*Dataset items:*
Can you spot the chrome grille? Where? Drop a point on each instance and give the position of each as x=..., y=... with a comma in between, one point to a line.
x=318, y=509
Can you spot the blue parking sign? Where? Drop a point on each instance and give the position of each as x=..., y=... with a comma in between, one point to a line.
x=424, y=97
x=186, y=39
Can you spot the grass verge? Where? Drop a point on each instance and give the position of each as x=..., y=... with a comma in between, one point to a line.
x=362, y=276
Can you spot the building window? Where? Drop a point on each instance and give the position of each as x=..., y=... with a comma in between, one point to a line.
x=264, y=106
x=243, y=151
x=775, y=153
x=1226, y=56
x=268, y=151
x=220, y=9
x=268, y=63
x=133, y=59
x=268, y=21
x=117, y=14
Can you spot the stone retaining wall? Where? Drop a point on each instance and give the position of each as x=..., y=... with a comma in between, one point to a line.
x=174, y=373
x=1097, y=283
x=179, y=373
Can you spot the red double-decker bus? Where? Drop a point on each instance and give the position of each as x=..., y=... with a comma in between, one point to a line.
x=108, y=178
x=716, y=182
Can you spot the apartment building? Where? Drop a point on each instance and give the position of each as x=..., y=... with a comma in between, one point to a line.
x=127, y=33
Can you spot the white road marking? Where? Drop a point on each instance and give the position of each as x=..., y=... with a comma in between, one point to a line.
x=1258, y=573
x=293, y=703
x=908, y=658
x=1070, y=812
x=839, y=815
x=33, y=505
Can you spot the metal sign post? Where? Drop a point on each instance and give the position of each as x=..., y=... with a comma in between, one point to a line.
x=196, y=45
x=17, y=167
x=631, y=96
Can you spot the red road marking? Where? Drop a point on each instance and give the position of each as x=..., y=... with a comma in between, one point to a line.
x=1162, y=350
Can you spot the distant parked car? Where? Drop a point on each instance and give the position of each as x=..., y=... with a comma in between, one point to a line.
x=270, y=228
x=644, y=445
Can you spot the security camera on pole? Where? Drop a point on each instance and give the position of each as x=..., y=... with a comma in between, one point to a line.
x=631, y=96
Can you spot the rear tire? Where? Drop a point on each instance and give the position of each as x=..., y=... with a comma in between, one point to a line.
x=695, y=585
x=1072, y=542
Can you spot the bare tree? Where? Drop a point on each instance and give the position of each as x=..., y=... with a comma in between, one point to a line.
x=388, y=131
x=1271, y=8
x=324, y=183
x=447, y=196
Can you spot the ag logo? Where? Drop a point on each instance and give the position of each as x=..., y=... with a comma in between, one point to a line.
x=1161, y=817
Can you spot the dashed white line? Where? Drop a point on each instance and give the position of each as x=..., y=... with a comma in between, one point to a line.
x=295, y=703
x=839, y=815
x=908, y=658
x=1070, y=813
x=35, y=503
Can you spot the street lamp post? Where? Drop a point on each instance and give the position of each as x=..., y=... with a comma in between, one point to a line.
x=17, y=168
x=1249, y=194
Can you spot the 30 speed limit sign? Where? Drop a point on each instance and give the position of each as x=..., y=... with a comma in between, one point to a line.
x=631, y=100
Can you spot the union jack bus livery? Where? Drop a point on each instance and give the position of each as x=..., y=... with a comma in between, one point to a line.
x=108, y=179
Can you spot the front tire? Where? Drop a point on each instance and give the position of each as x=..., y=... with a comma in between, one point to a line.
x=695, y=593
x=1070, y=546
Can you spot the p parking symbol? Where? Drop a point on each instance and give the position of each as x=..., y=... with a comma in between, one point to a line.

*WHAT IS EXPECTED:* Output the records again in full. Keep every character as written.

*OUTPUT FOR THIS EXERCISE:*
Can you spot the chrome grille? Where? Drop a point on each instance and give the position of each as x=..., y=... with a comma in between, one point to a line.
x=318, y=509
Can you spot the blue parking sign? Where? Drop a point on each instance and give the position of each as x=..., y=... with a comma in between, one point to a line.
x=424, y=97
x=186, y=39
Can you spot the grass verge? Where? Drop a point on each instance and give the position of each as x=..., y=... with a comma in between, one point to a line.
x=362, y=276
Can you spot the building window? Where? Drop a point on each instance and give the position of each as x=..., y=... with a comma in between, one point to a line.
x=264, y=106
x=243, y=151
x=775, y=153
x=1226, y=56
x=268, y=151
x=220, y=9
x=268, y=63
x=133, y=59
x=268, y=21
x=117, y=14
Can you spot the stone retaining wall? Where? Drop a point on each instance and give the position of each as x=..., y=... with a comma in between, one point to a line.
x=174, y=373
x=1097, y=283
x=179, y=373
Can you spot the red double-decker bus? Where? Drop a point on each instance and give the position of each as x=..., y=... with a comma in between, one point to a line.
x=108, y=178
x=716, y=182
Can you spot the apartment building? Where? Drop a point on each instance and give the position of each as x=..., y=... with a comma in between, one point to a line.
x=127, y=33
Can you spot the white road marking? Where? Drop a point on each instance and give the position of each as x=..., y=... with a comma in between, one point to a line.
x=1258, y=573
x=293, y=703
x=908, y=658
x=1070, y=812
x=839, y=815
x=33, y=505
Can you spot the metal sign post? Where? Drop a point on each instance and give the position of each as x=..., y=... with a comma in between, one point to a line.
x=196, y=45
x=17, y=167
x=631, y=96
Can you spot the red road marking? Where? Drop a point on each instance and give the position of each as x=..., y=... with a comma in between, one point to a line.
x=1162, y=350
Can you spot the distant parked car? Where? Drop a point on each instance and give the position of each as x=..., y=... with a comma in between, one point to a line.
x=270, y=228
x=644, y=445
Can you spot the security camera on pole? Where? Drop a point on each instance and give the position of each as x=..., y=... with a comma in between, one point to a line.
x=631, y=96
Can you spot the rear tire? Where? Drop a point on each instance and give the position of each as x=..., y=... with a comma in between, one point to a line.
x=695, y=585
x=1072, y=542
Can you spot the bare tree? Where? Drop a point on each instance and give the position of each as x=..., y=... with a comma in between, one point to a line.
x=388, y=131
x=1271, y=8
x=324, y=183
x=447, y=196
Can you spot the ag logo? Where? Drop a point on each instance and give the position of each as x=..., y=... with a comma in between, one point to a line.
x=1161, y=817
Can you spot the dashed white line? Where? Drop a point on each instance and give the position of each as x=..., y=... with a comma in between, one point to a line.
x=295, y=703
x=839, y=815
x=908, y=658
x=1070, y=813
x=35, y=503
Can you spot the street lamp post? Where? Drop a point on each instance and give the position of each as x=..., y=... with a comma in between, one point to a line.
x=17, y=168
x=1249, y=194
Can you spot the 30 speed limit sign? Where? Drop a point on each instance and give the position of each as x=..., y=... with a comma in between, one point to a line.
x=631, y=100
Can you spot the union jack bus livery? Where? Drop a point on each instance and give the position of each as x=..., y=... with a comma in between, one point to a line.
x=108, y=179
Can you spot the front tire? Where? Drop a point on each instance and give the position of each as x=..., y=... with a comma in between, one point to a line.
x=695, y=593
x=1070, y=546
Can you spot the p parking symbol? Where? Drop a point on each instance and give the position of each as x=..., y=... with a comma in between, one point to a line.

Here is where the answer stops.